** Reading passage **

.....

Tata Advanced Systems Limited
- Type: Subsidiary
- Industry: Aerospace and Defence
- Founded: 2007; 19 years ago
- Headquarters: Hyderabad, Telangana, India
- Area served: India
- Key people: Banmali Agrawala (Chairman) Sukaran Singh (MD & CEO)
- Products: Aerostructures; Aero-engines; Fixed-wing aircraft; Fuel cell; Rotorcraft; Avionics; Armoured vehicles; Infantry fighting vehicles; Artillery weapons; Missile launchers; Radar and Sonar systems; Command and control systems; Unmanned aerial systems; Optronics; Security systems; Rugged systems; Portable fuel cells;
- Revenue: ₹5,176 crore (US$540 million) (FY24)
- Net income: ₹177 crore (US$18 million) (FY24)
- Number of employees: 7978
- Parent: Tata Sons (100%)
- Website: www.tataadvancedsystems.com

= Tata Advanced Systems =

Indian aerospace and military manufacturer

Tata Advanced Systems Limited (TASL) is an Indian aerospace, military engineering and defence technology company. It is a fully owned subsidiary of Tata Sons, a holding company for the Tata Group.

==History==
The company was established in 2006 as Tata Systems and Technologies Limited and renamed to Tata Advanced Systems Limited in 2008.

TASL entered into a joint venture with Sikorsky Aircraft Corporation to manufacture the Sikorsky S-92 helicopter in India for the domestic civil and military markets. The plan was to have a US$200 million manufacturing plant operational in Hyderabad by 2010. As production began, the first S-92 cabin was delivered in November 2010, and capacity was expected to increase to 36–48 cabins a year. By the end of July 2013, 39 cabins had been assembled.

The joint venture with Sikorsky has since been expanded to include the development of aerospace components for other original equipment manufacturers (OEMs). This facility, called Tara, also located in Hyderabad, was completed in 2011 and commenced production in 2012. Another TASL joint-venture, with Lockheed Martin, is producing aero structures for the Lockheed C-130 Hercules and the Lockheed C-130J Super Hercules in India. It is a 74:26 joint venture which currently assembles Hercules centre wing boxes and empennages. TASL will also establish a MRO facility in India of the C-130J. TASL's joint venture with Lockheed Martin is named Tata Lockheed Martin Aerostructures.

In partnership with Airbus Defence and Space, the company fielded the EADS CASA C-295 medium–lift tactical transport aircraft for the Indian Air Force's light-cargo fleet renewal programme, which the Indian government approved on 13 May 2015. Under the agreement, Tata Advanced Systems has been selected as the Indian Production Agency (IPA) by Airbus DS. Under the project, 16 complete aircraft will be imported, while 40 aircraft will be manufactured in India.

.....

Region pointing data
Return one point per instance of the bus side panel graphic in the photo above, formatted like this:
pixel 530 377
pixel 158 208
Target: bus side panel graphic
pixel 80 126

.....

** Activity A **
Reproduce the stretch of the Tata Advanced Systems article from "Indian aerospace and" through "the Tata Group.".
** Activity B **
List every aircraft model named in the Tata Advanced Systems article.

** Task response A **
Indian aerospace and military manufacturer

Tata Advanced Systems Limited (TASL) is an Indian aerospace, military engineering and defence technology company. It is a fully owned subsidiary of Tata Sons, a holding company for the Tata Group.

** Task response B **
Sikorsky S-92
Lockheed C-130 Hercules
Lockheed C-130J Super Hercules
EADS CASA C-295